Here are records with pictures in them. Copy all of them exactly and leave the pictures out.
──────────
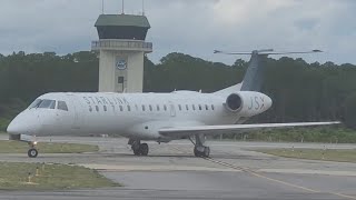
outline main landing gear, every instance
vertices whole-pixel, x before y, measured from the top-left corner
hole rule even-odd
[[[196,134],[196,141],[194,142],[191,138],[189,140],[195,144],[194,147],[194,156],[208,158],[210,156],[210,148],[204,146],[205,138],[204,134]]]
[[[140,140],[130,139],[128,144],[131,146],[134,154],[136,154],[136,156],[147,156],[148,154],[148,144],[147,143],[141,143]]]
[[[28,143],[30,146],[30,149],[28,150],[27,154],[30,158],[36,158],[38,156],[38,150],[36,149],[37,142],[36,141],[29,141]]]

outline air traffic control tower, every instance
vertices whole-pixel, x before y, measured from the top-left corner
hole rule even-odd
[[[99,92],[142,92],[144,57],[152,52],[146,42],[150,24],[145,16],[100,14],[95,27],[99,40]]]

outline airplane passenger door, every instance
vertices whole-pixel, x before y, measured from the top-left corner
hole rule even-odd
[[[170,117],[176,117],[176,107],[170,101],[169,101],[169,111],[170,111]]]
[[[68,94],[70,97],[73,97],[72,94]],[[80,129],[80,120],[79,120],[79,111],[80,109],[78,108],[79,106],[77,104],[78,101],[72,101],[72,103],[69,106],[71,107],[72,111],[72,124],[71,124],[71,129]]]

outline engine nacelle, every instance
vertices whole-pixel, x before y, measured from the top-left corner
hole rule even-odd
[[[271,107],[271,99],[260,92],[238,91],[227,97],[225,108],[240,117],[253,117]]]

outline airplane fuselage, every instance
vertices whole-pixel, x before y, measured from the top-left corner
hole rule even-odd
[[[257,92],[258,93],[258,92]],[[251,116],[267,110],[271,100],[261,93],[250,98]],[[9,126],[8,132],[30,136],[123,136],[130,139],[170,141],[159,129],[241,123],[248,118],[225,108],[226,97],[195,91],[171,93],[47,93]],[[50,101],[55,101],[51,106]],[[67,109],[59,109],[59,103]],[[46,104],[46,103],[44,103]],[[42,107],[42,108],[39,108]],[[16,129],[16,130],[14,130]]]

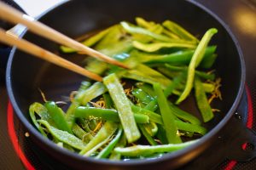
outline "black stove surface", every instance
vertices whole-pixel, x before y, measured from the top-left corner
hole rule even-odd
[[[247,66],[247,88],[234,121],[239,121],[256,132],[256,1],[196,0],[217,14],[231,29],[243,51]],[[254,59],[255,58],[255,59]],[[3,79],[0,80],[3,82]],[[1,169],[69,169],[38,149],[19,122],[9,104],[4,85],[0,88],[0,168]],[[241,113],[245,113],[241,114]],[[230,129],[225,129],[229,133]],[[11,138],[9,138],[11,137]],[[224,159],[223,150],[228,144],[221,136],[209,150],[181,169],[255,169],[256,159],[236,162]],[[248,150],[253,149],[247,144]],[[227,153],[224,153],[227,154]],[[207,160],[210,162],[201,161]],[[214,159],[211,159],[211,158]]]

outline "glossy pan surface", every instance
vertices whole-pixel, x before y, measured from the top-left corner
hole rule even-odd
[[[155,169],[180,167],[207,147],[211,147],[217,133],[233,116],[239,104],[245,82],[245,65],[240,47],[229,28],[214,14],[196,3],[180,0],[76,0],[53,8],[39,20],[71,37],[78,37],[122,20],[134,22],[137,16],[155,22],[166,20],[176,21],[194,35],[200,35],[200,37],[208,28],[218,28],[218,32],[211,44],[218,45],[218,57],[214,68],[217,75],[222,78],[223,100],[216,101],[213,107],[222,111],[217,113],[214,120],[205,125],[210,132],[198,144],[172,154],[166,154],[159,159],[110,162],[107,160],[82,157],[58,148],[51,141],[45,139],[31,123],[28,107],[34,101],[42,102],[38,88],[44,91],[48,99],[63,100],[71,91],[78,89],[84,77],[14,49],[8,63],[6,78],[8,93],[18,117],[42,149],[74,168],[101,169],[104,166],[105,169]],[[23,37],[58,53],[58,44],[28,31],[24,33]],[[78,64],[83,64],[82,55],[61,55]],[[189,99],[187,102],[189,104],[183,107],[198,115],[196,108],[192,106],[193,102],[193,99]]]

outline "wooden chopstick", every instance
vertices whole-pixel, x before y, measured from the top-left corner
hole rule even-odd
[[[63,35],[62,33],[44,25],[41,22],[35,20],[33,18],[16,10],[15,8],[5,4],[4,3],[2,3],[1,1],[0,18],[14,24],[22,24],[38,35],[40,35],[61,45],[76,49],[83,54],[102,60],[109,64],[113,64],[123,68],[128,68],[123,63],[120,63],[102,53],[99,53],[98,51],[84,46],[84,44]]]
[[[66,60],[65,59],[49,51],[47,51],[32,42],[29,42],[24,39],[19,39],[16,37],[8,34],[4,30],[1,28],[0,28],[0,42],[6,43],[8,45],[16,46],[19,49],[24,52],[26,52],[40,59],[55,64],[59,66],[67,68],[80,75],[88,76],[93,80],[99,81],[99,82],[102,81],[102,77],[101,77],[100,76],[93,72],[90,72],[85,70],[84,68],[80,67],[68,60]]]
──────────
§ THE SOLUTION:
outline main landing gear, every instance
vertices whole-pixel, x before y, measured from the top-left corner
hole rule even-odd
[[[196,134],[196,141],[194,142],[191,138],[189,140],[195,144],[194,147],[194,156],[208,158],[210,156],[210,148],[204,146],[205,138],[204,134]]]
[[[140,140],[130,139],[128,144],[131,146],[134,154],[136,154],[136,156],[147,156],[148,154],[148,144],[147,143],[141,143]]]
[[[28,143],[30,146],[30,149],[28,150],[27,154],[30,158],[36,158],[38,156],[38,150],[36,149],[37,142],[36,141],[29,141]]]

outline air traffic control tower, every instance
vertices whole-pixel, x before y, measured from the top-left corner
hole rule even-odd
[[[99,92],[142,92],[144,57],[152,52],[146,42],[150,24],[145,16],[100,14],[95,27],[99,40]]]

outline airplane passenger door, every instance
vertices whole-pixel, x before y, measured from the top-left corner
hole rule even-odd
[[[170,117],[176,117],[176,107],[170,101],[169,101],[169,111],[170,111]]]
[[[68,94],[70,97],[73,97],[72,94]],[[80,129],[80,120],[79,120],[79,111],[80,109],[78,108],[79,106],[77,104],[78,101],[72,101],[72,103],[69,106],[71,107],[72,111],[72,124],[71,124],[71,129]]]

outline engine nacelle, every instance
vertices whole-pixel, x before y, measured from the top-left corner
hole rule even-odd
[[[271,107],[271,99],[260,92],[238,91],[227,97],[225,108],[240,117],[253,117]]]

outline airplane fuselage, every instance
vertices whole-pixel, x before y, measured from the top-left corner
hole rule even-odd
[[[257,92],[258,93],[258,92]],[[251,116],[267,110],[271,100],[261,93],[250,98]],[[9,126],[8,132],[30,136],[123,136],[130,139],[170,141],[159,129],[241,123],[248,118],[225,108],[226,97],[195,91],[171,93],[47,93]],[[50,101],[55,101],[51,106]],[[67,109],[59,109],[59,103]],[[46,104],[46,103],[44,103]],[[42,107],[42,108],[39,108]],[[16,129],[16,130],[14,130]]]

outline "black stove surface", every instance
vertices whole-pixel, x before y, measured from the top-left corner
hole rule even-odd
[[[247,66],[247,88],[234,121],[239,121],[256,132],[256,1],[196,0],[217,14],[231,29],[243,51]],[[254,59],[255,58],[255,59]],[[3,79],[0,80],[3,82]],[[1,169],[69,169],[38,149],[19,122],[9,104],[4,85],[0,88],[0,168]],[[241,113],[245,113],[241,114]],[[230,129],[225,129],[229,133]],[[11,138],[9,138],[11,137]],[[224,159],[223,150],[228,144],[221,136],[209,150],[181,169],[255,169],[256,159],[236,162]],[[248,150],[253,149],[247,144]],[[227,153],[224,153],[227,154]],[[207,160],[210,162],[201,161]],[[214,159],[211,159],[211,158]]]

outline "glossy pan surface", every instance
vertices whole-pixel, x before y, measured from the top-left corner
hole rule even-odd
[[[155,169],[180,167],[207,147],[211,147],[217,133],[233,116],[239,104],[245,82],[245,65],[240,47],[229,28],[214,14],[196,3],[180,0],[76,0],[53,8],[39,20],[71,37],[78,37],[122,20],[134,22],[137,16],[155,22],[166,20],[176,21],[194,35],[200,35],[200,37],[208,28],[218,28],[218,32],[211,44],[218,45],[218,57],[214,68],[217,75],[222,78],[223,100],[216,101],[213,107],[222,111],[217,113],[214,120],[205,125],[210,132],[198,144],[172,154],[166,154],[159,159],[110,162],[107,160],[82,157],[58,148],[51,141],[45,139],[31,123],[28,107],[34,101],[42,102],[38,88],[44,91],[48,99],[63,100],[71,91],[78,89],[84,77],[14,49],[8,63],[6,78],[8,93],[18,117],[42,149],[74,168],[101,169],[104,166],[105,169]],[[23,37],[58,53],[58,44],[28,31],[24,33]],[[78,64],[83,64],[82,55],[61,55]],[[189,99],[187,102],[189,104],[183,107],[198,115],[196,108],[192,106],[193,102],[193,99]]]

outline "wooden chopstick", every instance
vertices whole-pixel, x before y, measured from the top-left corner
hole rule even-odd
[[[63,35],[62,33],[44,25],[41,22],[35,20],[33,18],[16,10],[15,8],[5,4],[4,3],[2,3],[1,1],[0,18],[14,24],[22,24],[38,35],[40,35],[61,45],[76,49],[83,54],[102,60],[109,64],[113,64],[123,68],[128,68],[123,63],[120,63],[102,53],[99,53],[98,51],[84,46],[84,44]]]
[[[66,60],[65,59],[49,51],[47,51],[32,42],[29,42],[24,39],[19,39],[16,37],[8,34],[4,30],[1,28],[0,28],[0,42],[6,43],[8,45],[16,46],[19,49],[24,52],[26,52],[40,59],[55,64],[59,66],[67,68],[80,75],[88,76],[93,80],[99,81],[99,82],[102,81],[102,77],[101,77],[100,76],[93,72],[90,72],[85,70],[84,68],[80,67],[68,60]]]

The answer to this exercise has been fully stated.